> _Work instructions_:
The full set of entries has to be output exactly.

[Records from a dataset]
^^^^^^^^^^^^^^^^

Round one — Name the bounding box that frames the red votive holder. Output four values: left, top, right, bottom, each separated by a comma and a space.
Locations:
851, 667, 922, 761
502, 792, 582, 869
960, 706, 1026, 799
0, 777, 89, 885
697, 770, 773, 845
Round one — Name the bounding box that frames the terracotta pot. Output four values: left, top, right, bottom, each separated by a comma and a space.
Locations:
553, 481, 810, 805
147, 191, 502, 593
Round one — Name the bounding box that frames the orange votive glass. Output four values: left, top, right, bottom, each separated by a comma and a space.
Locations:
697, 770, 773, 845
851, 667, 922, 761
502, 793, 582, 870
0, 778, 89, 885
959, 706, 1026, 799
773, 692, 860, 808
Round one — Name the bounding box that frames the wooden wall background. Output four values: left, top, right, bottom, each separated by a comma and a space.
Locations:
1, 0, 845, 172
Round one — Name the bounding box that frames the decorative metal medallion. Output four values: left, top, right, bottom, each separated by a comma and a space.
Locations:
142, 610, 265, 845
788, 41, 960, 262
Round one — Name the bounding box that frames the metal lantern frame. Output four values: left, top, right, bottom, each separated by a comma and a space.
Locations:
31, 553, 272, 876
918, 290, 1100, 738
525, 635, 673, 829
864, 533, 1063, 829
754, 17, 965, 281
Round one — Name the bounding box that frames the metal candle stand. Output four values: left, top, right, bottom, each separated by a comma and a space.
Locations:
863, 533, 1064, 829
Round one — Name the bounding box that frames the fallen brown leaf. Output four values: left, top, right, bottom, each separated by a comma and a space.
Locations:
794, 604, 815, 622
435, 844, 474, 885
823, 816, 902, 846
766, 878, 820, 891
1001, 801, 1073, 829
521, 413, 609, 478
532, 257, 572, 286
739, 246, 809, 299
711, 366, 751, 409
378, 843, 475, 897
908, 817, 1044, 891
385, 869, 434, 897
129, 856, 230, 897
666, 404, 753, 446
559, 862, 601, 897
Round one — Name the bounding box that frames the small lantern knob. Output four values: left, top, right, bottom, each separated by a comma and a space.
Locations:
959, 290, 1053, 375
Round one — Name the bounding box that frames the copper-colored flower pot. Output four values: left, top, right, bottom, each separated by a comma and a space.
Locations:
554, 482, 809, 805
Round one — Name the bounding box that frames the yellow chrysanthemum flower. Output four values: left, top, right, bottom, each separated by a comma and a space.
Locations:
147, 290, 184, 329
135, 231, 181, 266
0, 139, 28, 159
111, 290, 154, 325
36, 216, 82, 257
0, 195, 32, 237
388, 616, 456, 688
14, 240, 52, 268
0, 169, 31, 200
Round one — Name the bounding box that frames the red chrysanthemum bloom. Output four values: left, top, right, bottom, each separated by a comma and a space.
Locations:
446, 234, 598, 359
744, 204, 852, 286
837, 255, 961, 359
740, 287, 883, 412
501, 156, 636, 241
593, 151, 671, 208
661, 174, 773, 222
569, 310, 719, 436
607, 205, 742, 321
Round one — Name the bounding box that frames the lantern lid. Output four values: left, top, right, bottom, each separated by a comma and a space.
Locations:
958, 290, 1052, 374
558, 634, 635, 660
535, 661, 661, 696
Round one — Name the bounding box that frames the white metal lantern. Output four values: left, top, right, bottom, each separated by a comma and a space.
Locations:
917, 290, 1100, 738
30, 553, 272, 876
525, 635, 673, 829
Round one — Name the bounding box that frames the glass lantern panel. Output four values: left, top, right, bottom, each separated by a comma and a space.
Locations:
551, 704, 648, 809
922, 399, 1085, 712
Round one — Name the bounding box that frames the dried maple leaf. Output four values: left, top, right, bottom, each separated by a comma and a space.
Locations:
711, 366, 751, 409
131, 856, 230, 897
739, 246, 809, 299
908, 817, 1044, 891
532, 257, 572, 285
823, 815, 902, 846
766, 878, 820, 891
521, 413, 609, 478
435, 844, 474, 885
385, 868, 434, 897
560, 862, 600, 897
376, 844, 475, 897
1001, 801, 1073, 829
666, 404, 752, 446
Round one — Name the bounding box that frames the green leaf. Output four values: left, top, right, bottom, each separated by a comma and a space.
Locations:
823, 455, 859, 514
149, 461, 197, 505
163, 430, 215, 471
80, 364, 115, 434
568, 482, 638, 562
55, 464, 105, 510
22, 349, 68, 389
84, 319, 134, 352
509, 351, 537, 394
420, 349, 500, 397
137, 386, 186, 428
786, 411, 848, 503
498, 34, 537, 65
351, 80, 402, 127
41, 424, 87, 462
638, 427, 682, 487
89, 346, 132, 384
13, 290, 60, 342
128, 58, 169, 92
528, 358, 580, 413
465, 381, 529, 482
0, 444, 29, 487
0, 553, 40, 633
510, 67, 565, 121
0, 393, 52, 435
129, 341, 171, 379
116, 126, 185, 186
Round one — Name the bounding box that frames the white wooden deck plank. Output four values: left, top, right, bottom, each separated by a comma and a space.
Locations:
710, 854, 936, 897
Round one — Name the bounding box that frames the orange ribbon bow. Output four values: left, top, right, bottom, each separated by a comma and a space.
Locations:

^^^^^^^^^^^^^^^^

> _Reply to the exercise_:
Round one — Name the bounding box that frames the red votive holder. Output four values: left, top, right, bottom, each separated by a comma and a space.
Locations:
851, 667, 922, 761
502, 792, 582, 869
960, 706, 1026, 799
0, 777, 89, 885
697, 770, 773, 845
Round one — Name the bounding box that frames the terracotta pot. Output four values: left, top, right, bottom, each separated by a comma and a space.
Locations:
553, 481, 810, 805
147, 191, 502, 593
Round one — Name the bounding box that frames the orange votive glass. Output four values: left, top, right, bottom, each separated by a comma and a space.
Locations:
697, 770, 773, 845
851, 667, 922, 761
502, 793, 582, 870
0, 778, 89, 885
959, 706, 1026, 799
773, 692, 860, 808
Round one — Name the bounding box that frames the wooden wall background. Output four values: left, top, right, bottom, each separated by a comma and a space.
Locations:
1, 0, 845, 172
Round one — Name the bounding box that frames the decorative metal medallion. Output four values: left, top, right, bottom, each separated by a comma and a space.
Locations:
142, 610, 265, 845
788, 41, 960, 262
Round one — Name the bounding box that frames the metal lantern frame. Output four values: left, top, right, bottom, each separated by a comma and a space.
Locations:
31, 553, 272, 876
918, 290, 1100, 738
525, 635, 673, 829
864, 533, 1063, 829
754, 17, 965, 281
Round one — Name the bounding box that frames the metal candle stand. Output four values: left, top, right, bottom, each separated by a comma and a space.
Locations:
863, 533, 1064, 829
Round one — Name the bounding box that frames the fallen brown leaf. Output four values: left, top, right, bottom, each separated by a comma and a space.
Locations:
794, 604, 815, 622
435, 844, 474, 885
823, 816, 902, 846
766, 878, 820, 891
1001, 801, 1073, 829
521, 413, 609, 478
532, 257, 572, 286
739, 246, 809, 299
711, 366, 751, 409
378, 843, 475, 897
908, 817, 1044, 891
385, 869, 434, 897
129, 856, 230, 897
666, 404, 753, 446
559, 862, 601, 897
Round one — Name the bounding box that frames the small lantern knob. Output four values: left, top, right, bottom, each separated by a comma and a space.
Locations:
959, 290, 1053, 375
Round one — Name the bounding box that frames the copper-colored flower pot. Output four values: left, top, right, bottom, each separated by a comma and a space.
Locations:
554, 482, 809, 805
Round one — Name the bounding box that frames the yellow chrysanthemum flower. Output four values: left, top, right, bottom, each separated by a comma and a space.
Locations:
147, 290, 184, 329
135, 231, 181, 266
0, 139, 28, 159
111, 290, 154, 325
36, 216, 82, 257
0, 195, 32, 237
388, 616, 456, 688
14, 240, 52, 268
0, 169, 31, 200
Round one — Name the bounding box that frames the red chrysanthemum bloom. Output four values: left, top, right, bottom, each separated by a comma and a space.
Locations:
446, 234, 598, 359
744, 204, 852, 286
837, 255, 961, 359
740, 287, 883, 412
501, 156, 636, 241
593, 151, 671, 208
661, 174, 773, 222
569, 310, 719, 436
607, 205, 742, 321
Round one — Name the bounding box that frames the lantern lid. Output four values: left, top, right, bottom, each separated by a comma and a space.
Locations:
958, 290, 1052, 374
558, 634, 635, 660
535, 661, 661, 696
Round one — Name the bounding box that frames the white metal lantern. Output four values: left, top, right, bottom, each separated by a comma and a space.
Locations:
917, 290, 1100, 738
30, 553, 272, 876
525, 635, 673, 829
Round one — Name the bounding box that frames the glass lantern panel. Output four values: left, top, right, bottom, each separated by a comma and a space.
Locations:
551, 704, 648, 809
922, 399, 1085, 712
Round one — Name the bounding box that frames the dried maple leaf. Output four values: left, top, right, bottom, each separated by a comma and a space.
Locations:
711, 366, 751, 409
131, 856, 230, 897
739, 246, 809, 299
908, 817, 1044, 891
532, 257, 572, 285
823, 815, 902, 846
766, 878, 820, 891
521, 413, 609, 478
435, 844, 474, 885
385, 868, 434, 897
560, 862, 600, 897
376, 844, 475, 897
1001, 801, 1073, 829
666, 404, 752, 446
Round one — Name the bounding box that frames the green leaf. Output four values: left, top, right, bottom, each separated by a comma and a space.
Locations:
823, 455, 859, 514
149, 461, 197, 505
163, 430, 215, 471
80, 364, 115, 434
568, 482, 638, 562
55, 464, 105, 510
22, 349, 68, 389
84, 319, 134, 352
509, 351, 537, 394
420, 349, 500, 397
137, 386, 186, 428
786, 411, 848, 503
498, 34, 537, 65
351, 80, 402, 127
41, 424, 87, 462
638, 427, 682, 487
89, 346, 132, 384
13, 290, 60, 342
128, 58, 169, 92
528, 358, 580, 413
465, 381, 529, 482
0, 444, 29, 487
0, 553, 40, 633
510, 67, 565, 121
0, 393, 52, 435
129, 341, 171, 379
116, 126, 185, 186
Round one — Name the bounding box that frames the white wooden deck plank. Output four values: left, top, right, bottom, each separated by a comma and a space.
Locations:
710, 854, 936, 897
Round one — Name the bounding box that frames the orange ribbon bow. Output four values: left, top, right, bottom, each separated by a comma and a space.
Locations:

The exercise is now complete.